● **やること**: 国のコロナ対策予算についての文章を、最後の文のあとから書き継いでください。

● **対象の文章**:
-=-=-=-=-

知人のプロの音楽家(弦楽器奏者)は次のように実態を話してくれました:

日本商工会議所 小規模事業者持続化補助金を昨年9月8日に申請書を提出。
交付決定日が21年4月16日(審査に7か月8日間要した)。

それから補助事業計画を開始して実施期限7月31日までに完了。

8月9日に実績報告書を提出。事業計画は自腹で実施しています。

10月5日、9月30日付文書が送られて来て、それには不足・不備書類の提出のお願いが書いてありました。

要求内容は、購入した演奏会用衣裳代の請求書の提出、楽器の修理代の請求書の提出など。提出済み領収書に加えて通常もらうことのない請求書を要求しています。

上記の通り、自分で立て替えて実施している補助事業に対する補助金は、1年以上経ってもいまだ支給されていない状況です。

お役所の業務処理の遅いこと、人員不足、困っている人に支給しようとする思いやりのなさ、早急に支給しようとする時間観念の欠如、規則だからとルールに従い請求書の提出を求める柔軟な判断力が出来ない硬直的な考え等、効率的な事務処理がなされていないことに知人は非常に憤慨しています。

長くなりましたが、知人が経験している由々しき実態を皆様に知っていただきたく思います。このような実態では、日本は各国に劣後し取り残されてしまいます。

 

30兆円超となった21年度予算への巨額の繰越金と追加経済対策

NRI金融ITイノベーション事業本部 エグゼクティブ・エコノミスト木内 登英氏が、2020年度の国の予算におけるコロナ対策について、適切な分析を行っていますので紹介いたします。

■繰越額は異例の30兆円超

2020年度(令和2年度)の国の予算は、まさに異例づくめとなった。第1に、新型コロナウイルス問題への対応から、3回にわたって補正予算が編成され、それによる一般歳出の増加額は合計で76.8兆円にも及んだ。これは当初予算の一般歳出規模を74.8%も増加させた。

第2に、新型コロナウイルス問題によって経済は悪化したが、税収は60.8兆円と予想外にも過去最高を記録した。2019年10月の消費税率引き上げによる消費税収増加の影響に加えて、法人税収も11.2兆円と想定より3.2兆円多くなった。旅行関連、飲食関連など対人接触型サービス消費は大幅に悪化したが、巣ごもり消費の増加や輸出の急回復の影響で、大企業製造業の業績が好調であったことが背景にある。

そして第3は、2020年度内に使いきれずに、2021年度に繰り越された繰越金が30.8兆円に達した。これは一般歳出規模全体の2割弱、3回の補正による一般歳出の追加増加額合計の約4割に達した。これまで繰越額が最も多かったのは、東日本大震災直後の2012年度の7.6兆円だった。

■「規模ありき」の3回の補正予算が巨額の繰越金に

これほど巨額の繰越金が発生したのは、主に、3回の補正予算で計上した新型コロナウイルス対策の部分だ。そもそも3回目の補正予算が成立したのは今年1月末のことであり、年度内に使いきることはそもそも難しかったという面がある。しかしそれだけでなく、2回の補正予算に計上された新型コロナウイルス対策費でも、使い残しが目立っている。

-=-=-=-=-

● **用意したデータ**:
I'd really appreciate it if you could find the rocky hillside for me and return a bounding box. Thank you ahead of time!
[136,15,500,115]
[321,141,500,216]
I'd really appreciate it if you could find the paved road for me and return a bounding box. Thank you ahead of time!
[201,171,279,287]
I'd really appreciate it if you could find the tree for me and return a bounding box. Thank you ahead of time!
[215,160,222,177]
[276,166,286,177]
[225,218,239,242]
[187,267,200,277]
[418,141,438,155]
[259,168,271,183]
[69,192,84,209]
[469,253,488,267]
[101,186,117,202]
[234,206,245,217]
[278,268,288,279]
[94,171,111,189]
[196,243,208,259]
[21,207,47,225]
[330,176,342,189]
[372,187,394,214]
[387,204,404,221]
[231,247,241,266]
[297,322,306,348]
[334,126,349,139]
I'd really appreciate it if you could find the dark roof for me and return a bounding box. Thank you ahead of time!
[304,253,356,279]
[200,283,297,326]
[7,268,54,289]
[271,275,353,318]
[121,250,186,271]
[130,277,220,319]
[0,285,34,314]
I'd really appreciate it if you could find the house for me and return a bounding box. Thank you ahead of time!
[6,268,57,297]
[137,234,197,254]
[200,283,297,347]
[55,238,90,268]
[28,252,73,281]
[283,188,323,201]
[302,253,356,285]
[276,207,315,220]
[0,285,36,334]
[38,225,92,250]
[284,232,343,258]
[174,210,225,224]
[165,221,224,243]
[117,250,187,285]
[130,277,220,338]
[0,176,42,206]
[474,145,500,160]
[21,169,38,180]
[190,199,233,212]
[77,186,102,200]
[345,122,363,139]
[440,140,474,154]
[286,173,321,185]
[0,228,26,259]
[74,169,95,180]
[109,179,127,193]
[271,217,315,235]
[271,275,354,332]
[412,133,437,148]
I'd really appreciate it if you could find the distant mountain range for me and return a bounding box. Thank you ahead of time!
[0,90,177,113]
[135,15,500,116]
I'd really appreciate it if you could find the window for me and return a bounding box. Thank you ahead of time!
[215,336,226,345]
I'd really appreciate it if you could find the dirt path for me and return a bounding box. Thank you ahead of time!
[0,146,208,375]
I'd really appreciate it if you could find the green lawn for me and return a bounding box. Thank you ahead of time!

-=-=-=-=-

● **この問題の答え**:
繰越金の内訳をみると、コロナ禍で打撃を受けた企業向けの実質無利子・無担保融資制度の6.4兆円が最大だった。また、休業要請に応じた飲食店などへの協力金に充てる地方向けの臨時交付金も3.3兆円が残った。昨年末に停止したままの観光支援策「GoToトラベル」は2.7兆円の予算の半分程度にあたる1.3兆円が繰り越された。また、公共事業費も人手不足などで執行が進まず、4.6兆円の使い残しが生じた。

巨額の繰越金の発生には、必ずしも必要ではない予算を十分に精査せずに補正予算に計上してしまったという問題と、必要な予算を計上したが、その執行が遅れてしまった、という2点が主に考えられる。

第1については、補正予算で「規模ありき」の決定となってしまったことが、理由の一つだろう。それでも繰越金は、必要な予算ということで今年度に繰り越されている訳だが、2021年度中にすべて執行される保証はない。また、予算計上されたが、決算で予算執行を断念し不用となったものが、3.9兆円にも及んでいるのである。

■非常時には不正利用防止よりも迅速な支援を

第2については、新型コロナウイルス問題で打撃を受けた企業や個人への支援が、迅速に執行されていないことが大きな問題だ。最近は協力金の支給が遅れることが注目されているが、それ以前から持続化給付金や雇用調整助成金の申請の煩雑さや審査に時間がかかることで、支給が遅れることが大きな問題となっていた。

これは、手続きを行う職員の人手不足の問題に加えて、不正防止に力点が置かれたことで審査にかなりの時間を要してしまったことが原因だろう。平時はそれでも良いが、現在のように非常時には支給のスピードを上げることが重要だ。不正利用については後に取り締まるとともに、その罰則をより厳しくすることで不正利用の抑止を狙うことが妥当なのではないか。

■追加経済対策では巨額の繰越金発生の教訓を生かせ

政府・与党は年内の衆院選を視野に入れて、秋にも補正予算編成を行い、巨額の経済対策を打ち出す可能性が高まっている。30兆円規模とも言われる。過去最高となった2020年度の剰余金4.5兆円が財源の一部に利用されるだろう。

しかしその際には、異例の規模となった2020年度予算の繰越金の経験を十分に踏まえることが求められる。決して、再び「規模ありき」の経済対策となることがないようにしなければならない。そもそも、既存のコロナ対策費は繰越金として30兆円あるわけだから、現在の政策の延長線上であれば新たな予算化は必要ない。補正予算を編成するのであれば、あくまでも、必要性、緊急性がかなり高い新規の施策を予算化すべきだ。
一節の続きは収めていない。